## Supplied data
+---+

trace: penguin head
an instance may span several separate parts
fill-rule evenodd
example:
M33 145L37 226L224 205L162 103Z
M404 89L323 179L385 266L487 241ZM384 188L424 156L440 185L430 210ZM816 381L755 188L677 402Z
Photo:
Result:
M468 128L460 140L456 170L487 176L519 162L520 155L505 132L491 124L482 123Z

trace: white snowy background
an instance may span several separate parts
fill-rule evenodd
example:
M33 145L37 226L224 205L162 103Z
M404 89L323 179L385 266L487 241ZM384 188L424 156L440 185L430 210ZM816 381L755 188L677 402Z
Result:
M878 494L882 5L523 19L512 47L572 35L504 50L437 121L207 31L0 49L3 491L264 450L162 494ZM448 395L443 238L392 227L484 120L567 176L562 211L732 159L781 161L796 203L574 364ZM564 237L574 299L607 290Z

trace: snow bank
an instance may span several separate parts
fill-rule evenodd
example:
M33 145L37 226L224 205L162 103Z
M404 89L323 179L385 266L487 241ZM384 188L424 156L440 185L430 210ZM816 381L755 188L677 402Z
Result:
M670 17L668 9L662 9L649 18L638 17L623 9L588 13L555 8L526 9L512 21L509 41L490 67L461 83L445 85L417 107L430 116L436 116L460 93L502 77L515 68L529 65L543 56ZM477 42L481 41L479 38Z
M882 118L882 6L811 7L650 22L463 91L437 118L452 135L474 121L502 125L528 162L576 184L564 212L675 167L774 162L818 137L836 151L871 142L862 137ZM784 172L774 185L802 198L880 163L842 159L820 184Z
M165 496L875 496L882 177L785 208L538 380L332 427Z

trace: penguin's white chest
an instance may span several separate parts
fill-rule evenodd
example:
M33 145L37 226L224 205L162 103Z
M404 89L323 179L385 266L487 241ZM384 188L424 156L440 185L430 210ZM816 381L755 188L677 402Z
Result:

+---+

## Exercise details
Return every line of the records above unchanged, character for character.

## Worked solution
trace: penguin head
an instance may span several separate parts
fill-rule evenodd
example:
M33 145L37 226L224 205L162 103Z
M404 89L323 179L385 266L487 241ZM384 188L424 156L440 185L430 210ZM816 381L755 188L677 402Z
Photo:
Result:
M468 128L460 140L456 170L487 176L519 162L520 155L505 132L491 124L482 123Z

trace: white snowy background
an instance may span several separate parts
fill-rule evenodd
example:
M33 145L37 226L224 205L162 103Z
M404 89L323 179L385 266L487 241ZM384 188L424 156L440 185L430 210ZM816 381L755 188L677 402Z
Result:
M878 494L882 5L523 19L512 47L572 35L504 50L437 121L207 31L0 49L3 491L264 450L162 494ZM448 395L443 238L392 227L484 120L567 176L562 211L732 159L781 161L796 203L574 364ZM564 237L574 299L607 290Z

trace: snow bank
an instance may span several separate parts
fill-rule evenodd
example:
M33 145L37 226L224 205L162 103Z
M404 89L323 179L385 266L487 241ZM384 188L424 156L440 185L430 210ZM816 381L755 188L677 402Z
Result:
M670 17L668 9L662 9L649 18L638 17L623 9L588 13L555 8L526 9L512 21L509 41L490 67L461 83L445 85L417 107L430 116L436 116L460 93L502 77L515 68L529 65L543 56ZM477 42L481 41L479 38Z
M882 118L882 6L811 7L650 22L463 91L437 118L452 135L474 121L502 125L528 162L576 184L564 212L675 167L774 162L818 137L836 151L871 142L862 137ZM784 172L774 185L802 198L880 163L842 159L820 184Z
M165 496L875 496L882 177L785 208L538 380L332 427Z

trace: penguin's white chest
an instance may span several separate parts
fill-rule evenodd
example:
M33 145L37 226L224 205L162 103Z
M404 89L323 179L385 266L487 241ZM384 188L424 156L440 185L430 210ZM816 381L755 188L677 402Z
Result:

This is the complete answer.